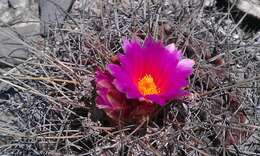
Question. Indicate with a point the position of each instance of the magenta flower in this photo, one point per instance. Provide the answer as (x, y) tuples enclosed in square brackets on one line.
[(146, 76)]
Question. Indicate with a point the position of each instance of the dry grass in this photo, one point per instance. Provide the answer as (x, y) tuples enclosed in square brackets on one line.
[(48, 107)]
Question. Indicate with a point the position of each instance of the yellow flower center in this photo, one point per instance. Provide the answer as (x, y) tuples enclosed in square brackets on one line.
[(146, 85)]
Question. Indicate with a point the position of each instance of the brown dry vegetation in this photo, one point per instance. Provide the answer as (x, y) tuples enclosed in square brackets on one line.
[(48, 103)]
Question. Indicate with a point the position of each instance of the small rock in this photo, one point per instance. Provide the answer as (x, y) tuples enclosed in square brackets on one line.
[(209, 3), (3, 5), (19, 3)]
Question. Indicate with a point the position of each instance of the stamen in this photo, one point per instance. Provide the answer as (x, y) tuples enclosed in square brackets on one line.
[(146, 85)]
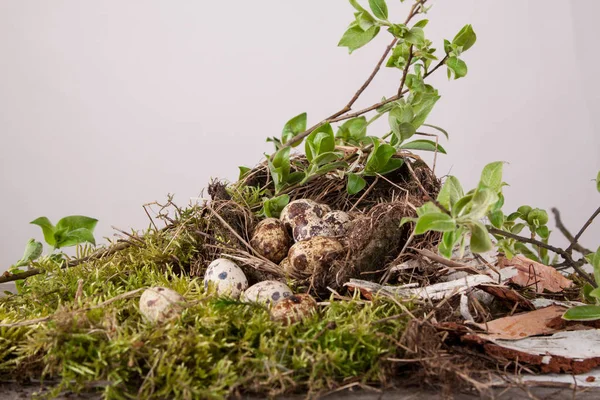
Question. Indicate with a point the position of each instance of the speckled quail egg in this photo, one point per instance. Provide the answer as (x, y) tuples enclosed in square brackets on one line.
[(293, 309), (270, 239), (226, 278), (298, 210), (310, 227), (159, 304), (267, 292), (314, 254), (338, 222)]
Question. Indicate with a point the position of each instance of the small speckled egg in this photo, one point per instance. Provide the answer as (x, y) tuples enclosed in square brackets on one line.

********

Where the line with "the small rock" appears, begin there and transcribe exactly through the last line of the data, leaving all pictures aside.

Question. Indicate with a point the position of each instance of the small rock in this photo, one point per instance. Provide the answer as (x, y) tuples enclosed in square brackets on one line.
[(209, 3), (3, 5), (19, 3)]
Question. Indicate with a point the position of each instance of the stamen in this photo, one point per instance. Provide the answer as (x, y) tuples enclosed in square brackets on one line.
[(146, 85)]
Question. Indicate with a point the position of each instance of the speckled quail egg in this photo, one point per instance. Provide the answer as (x, y) tuples enclosed in square brackets on one line.
[(293, 309), (270, 239), (226, 278), (298, 210), (310, 227), (159, 304), (267, 292), (314, 254), (338, 222)]
Question. Indicate with a point the position of each instance of the small speckled egg in this photo, one point per instance. Provide the answer as (x, y) tuples enclosed in square brackets on one line.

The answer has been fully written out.